WHAT YOU ARE ASKED TO DO: Reproduce each record exactly, leaving out no line.
*** DATA EXCERPTS ***
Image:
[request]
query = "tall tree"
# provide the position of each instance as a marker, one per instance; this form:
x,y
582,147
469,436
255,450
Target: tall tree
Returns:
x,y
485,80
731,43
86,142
*** End of DATA EXCERPTS ***
RESPONSE TO THIS TASK:
Image:
[request]
query = "tall tree"
# provide the position of each instance as a marker, one per instance; this form:
x,y
582,147
469,436
255,450
Target: tall tree
Returns:
x,y
485,80
731,43
86,142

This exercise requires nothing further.